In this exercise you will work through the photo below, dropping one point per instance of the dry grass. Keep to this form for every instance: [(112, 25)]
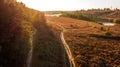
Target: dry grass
[(91, 48)]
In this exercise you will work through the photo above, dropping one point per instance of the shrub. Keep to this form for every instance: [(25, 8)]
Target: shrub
[(107, 33)]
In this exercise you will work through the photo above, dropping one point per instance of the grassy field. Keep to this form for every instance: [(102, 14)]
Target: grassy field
[(90, 44)]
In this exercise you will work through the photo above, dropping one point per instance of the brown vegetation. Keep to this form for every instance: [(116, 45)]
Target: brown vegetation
[(89, 44)]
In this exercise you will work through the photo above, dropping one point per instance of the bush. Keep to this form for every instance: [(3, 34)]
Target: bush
[(107, 33), (102, 29)]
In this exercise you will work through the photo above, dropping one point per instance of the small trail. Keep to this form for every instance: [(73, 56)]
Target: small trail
[(31, 49), (71, 58)]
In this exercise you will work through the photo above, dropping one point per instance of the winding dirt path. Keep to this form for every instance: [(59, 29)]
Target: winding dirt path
[(67, 49)]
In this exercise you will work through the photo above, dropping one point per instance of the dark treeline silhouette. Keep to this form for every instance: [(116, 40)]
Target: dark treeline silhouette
[(16, 28), (95, 15)]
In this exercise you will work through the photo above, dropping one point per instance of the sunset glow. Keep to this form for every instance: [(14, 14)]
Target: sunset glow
[(47, 5)]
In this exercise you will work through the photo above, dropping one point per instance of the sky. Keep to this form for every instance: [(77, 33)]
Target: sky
[(50, 5)]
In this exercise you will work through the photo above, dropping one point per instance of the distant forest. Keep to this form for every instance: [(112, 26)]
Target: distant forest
[(95, 15)]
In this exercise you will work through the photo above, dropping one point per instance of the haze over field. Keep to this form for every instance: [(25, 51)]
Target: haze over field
[(48, 5)]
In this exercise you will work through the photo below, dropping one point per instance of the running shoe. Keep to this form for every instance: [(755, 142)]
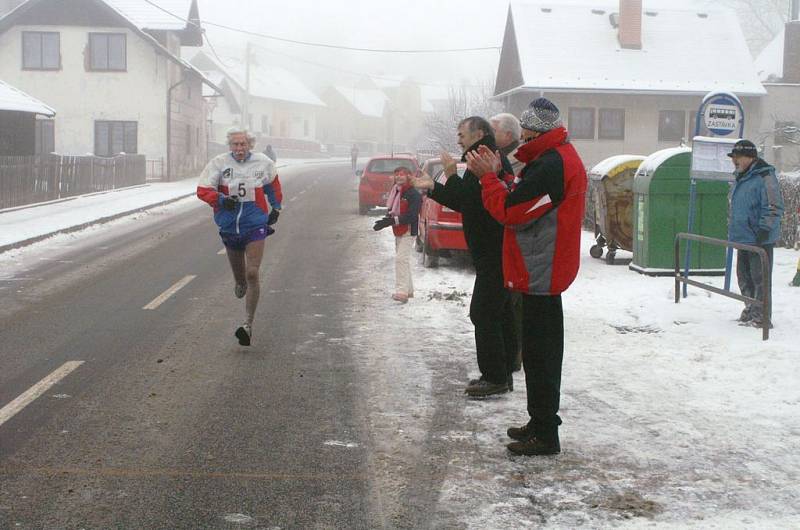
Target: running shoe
[(243, 334)]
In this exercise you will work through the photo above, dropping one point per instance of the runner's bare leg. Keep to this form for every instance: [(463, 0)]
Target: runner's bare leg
[(253, 252), (236, 259)]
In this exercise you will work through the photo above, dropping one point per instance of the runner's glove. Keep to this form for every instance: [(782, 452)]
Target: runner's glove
[(229, 203), (382, 223)]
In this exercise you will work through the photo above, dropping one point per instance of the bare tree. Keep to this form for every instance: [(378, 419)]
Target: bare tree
[(462, 101)]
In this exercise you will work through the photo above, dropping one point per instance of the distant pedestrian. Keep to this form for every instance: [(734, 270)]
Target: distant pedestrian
[(270, 152), (755, 219), (403, 216), (542, 214), (354, 157)]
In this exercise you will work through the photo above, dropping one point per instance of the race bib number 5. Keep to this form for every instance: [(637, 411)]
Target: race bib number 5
[(243, 191)]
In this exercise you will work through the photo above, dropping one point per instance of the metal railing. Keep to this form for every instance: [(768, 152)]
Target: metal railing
[(766, 303)]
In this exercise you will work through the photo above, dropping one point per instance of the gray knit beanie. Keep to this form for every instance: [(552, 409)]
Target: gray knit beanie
[(541, 116)]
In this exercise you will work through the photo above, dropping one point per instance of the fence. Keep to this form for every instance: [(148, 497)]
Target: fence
[(31, 179), (766, 303)]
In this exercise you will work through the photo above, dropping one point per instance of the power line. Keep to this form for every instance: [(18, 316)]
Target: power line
[(320, 44)]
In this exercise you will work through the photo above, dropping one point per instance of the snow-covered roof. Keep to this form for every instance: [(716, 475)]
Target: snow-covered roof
[(266, 81), (654, 161), (16, 100), (148, 16), (769, 63), (572, 46), (368, 101), (603, 167)]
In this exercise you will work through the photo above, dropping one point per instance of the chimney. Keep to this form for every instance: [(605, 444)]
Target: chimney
[(630, 24), (791, 53)]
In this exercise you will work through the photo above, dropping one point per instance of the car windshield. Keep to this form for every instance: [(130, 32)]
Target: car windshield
[(388, 165)]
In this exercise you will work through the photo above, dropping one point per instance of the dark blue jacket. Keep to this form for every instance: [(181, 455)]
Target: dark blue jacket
[(756, 205)]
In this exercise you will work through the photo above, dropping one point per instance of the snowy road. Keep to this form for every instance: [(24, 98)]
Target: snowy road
[(348, 410)]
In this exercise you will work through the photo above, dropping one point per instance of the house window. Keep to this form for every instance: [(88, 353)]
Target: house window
[(108, 52), (671, 125), (611, 124), (114, 137), (41, 50), (581, 123), (45, 137)]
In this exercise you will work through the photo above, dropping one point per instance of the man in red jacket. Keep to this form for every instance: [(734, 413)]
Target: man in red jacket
[(542, 216)]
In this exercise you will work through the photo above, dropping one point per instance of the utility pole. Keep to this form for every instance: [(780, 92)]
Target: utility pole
[(246, 99)]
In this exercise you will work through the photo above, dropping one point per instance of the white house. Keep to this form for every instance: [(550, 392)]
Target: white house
[(280, 109), (627, 77), (112, 69), (19, 133)]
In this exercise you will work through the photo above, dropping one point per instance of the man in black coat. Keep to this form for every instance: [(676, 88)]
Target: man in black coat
[(490, 309)]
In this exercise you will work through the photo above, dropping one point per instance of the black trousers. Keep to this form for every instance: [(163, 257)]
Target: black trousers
[(542, 355), (495, 338), (749, 274)]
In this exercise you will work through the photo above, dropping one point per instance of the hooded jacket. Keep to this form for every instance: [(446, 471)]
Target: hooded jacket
[(542, 215), (484, 235), (756, 205)]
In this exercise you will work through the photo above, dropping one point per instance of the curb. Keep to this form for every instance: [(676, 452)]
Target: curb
[(36, 239)]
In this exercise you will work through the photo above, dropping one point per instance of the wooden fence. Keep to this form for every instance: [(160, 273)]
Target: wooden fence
[(31, 179)]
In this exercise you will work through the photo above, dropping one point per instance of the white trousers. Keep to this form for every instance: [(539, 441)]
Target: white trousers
[(402, 264)]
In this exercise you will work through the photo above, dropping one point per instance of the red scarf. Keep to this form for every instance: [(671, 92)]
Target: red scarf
[(533, 149)]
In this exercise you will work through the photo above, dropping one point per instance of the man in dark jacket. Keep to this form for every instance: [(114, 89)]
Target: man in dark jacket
[(490, 309), (542, 214), (756, 210)]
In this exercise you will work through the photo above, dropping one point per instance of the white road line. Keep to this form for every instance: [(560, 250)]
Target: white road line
[(26, 398), (160, 299)]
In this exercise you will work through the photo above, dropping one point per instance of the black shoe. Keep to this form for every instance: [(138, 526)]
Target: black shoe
[(521, 433), (486, 388), (243, 334), (534, 447)]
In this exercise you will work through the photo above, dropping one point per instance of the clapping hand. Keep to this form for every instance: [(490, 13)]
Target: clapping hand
[(483, 161)]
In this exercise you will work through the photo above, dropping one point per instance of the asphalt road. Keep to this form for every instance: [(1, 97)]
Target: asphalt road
[(168, 422)]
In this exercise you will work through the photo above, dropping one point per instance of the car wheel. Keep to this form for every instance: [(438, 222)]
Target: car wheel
[(429, 258)]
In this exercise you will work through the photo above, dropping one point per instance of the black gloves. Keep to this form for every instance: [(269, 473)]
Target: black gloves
[(382, 223), (229, 203)]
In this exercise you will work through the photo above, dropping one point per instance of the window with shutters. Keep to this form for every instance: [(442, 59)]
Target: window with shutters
[(611, 124), (114, 137), (108, 52), (41, 50), (581, 123), (45, 137)]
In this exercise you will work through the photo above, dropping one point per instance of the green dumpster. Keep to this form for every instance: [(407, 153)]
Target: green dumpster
[(661, 210)]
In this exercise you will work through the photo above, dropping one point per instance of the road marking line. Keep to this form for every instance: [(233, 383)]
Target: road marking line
[(160, 299), (25, 399)]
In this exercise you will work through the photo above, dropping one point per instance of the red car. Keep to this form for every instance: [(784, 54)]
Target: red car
[(440, 230), (378, 177)]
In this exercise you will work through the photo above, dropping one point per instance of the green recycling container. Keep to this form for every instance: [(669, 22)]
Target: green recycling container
[(661, 210)]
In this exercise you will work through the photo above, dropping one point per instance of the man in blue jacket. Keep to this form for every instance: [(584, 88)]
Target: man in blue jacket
[(756, 210)]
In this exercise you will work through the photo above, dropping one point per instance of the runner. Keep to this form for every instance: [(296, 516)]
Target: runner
[(238, 186)]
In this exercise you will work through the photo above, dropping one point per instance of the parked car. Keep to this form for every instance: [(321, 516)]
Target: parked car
[(377, 179), (440, 229)]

*Problem description*
Copy out the stretch of entries from the very beginning through the line containing "[(16, 28), (95, 15)]", word for word, and leave out the pictures.

*Result of this task*
In this exercise you will work through the photo below, dropping one point per instance of the dry grass. Keep to this form for every instance: [(112, 25)]
Target: dry grass
[(91, 48)]
In this exercise you will work through the photo above, dropping one point per instance of the shrub. Keep to this form for every instance: [(25, 8)]
Target: shrub
[(107, 33)]
In this exercise you will work through the photo above, dropping one point per instance of the grassy field. Keep to this form for every instance: [(102, 14)]
Target: grassy field
[(90, 44)]
In this exercise you will work through the photo above, dropping one point per instance of the brown vegetation. Keep to this form for every instance: [(116, 45)]
Target: brown vegetation
[(89, 44)]
In this exercise you will work through the photo above, dropping one point per instance of the bush. Keep to this form for every instance: [(3, 34)]
Target: bush
[(107, 33), (102, 29)]
In this exercise you will work through the photo above, dropping one point per instance of the small trail. Keep to this form for every instance: [(73, 56)]
Target: small trail
[(31, 49), (71, 58)]
In this exercise you will work through the photo above, dropping one point per instance of the winding dirt path. Keep to this form for every instance: [(59, 29)]
Target: winding dirt path
[(67, 49)]
In this exercise you will work through the photo above, dropping one point per instance of the dark treeline silhouette. Keep to this form for every instance: [(116, 40)]
Target: dark treeline silhouette
[(16, 28), (95, 15)]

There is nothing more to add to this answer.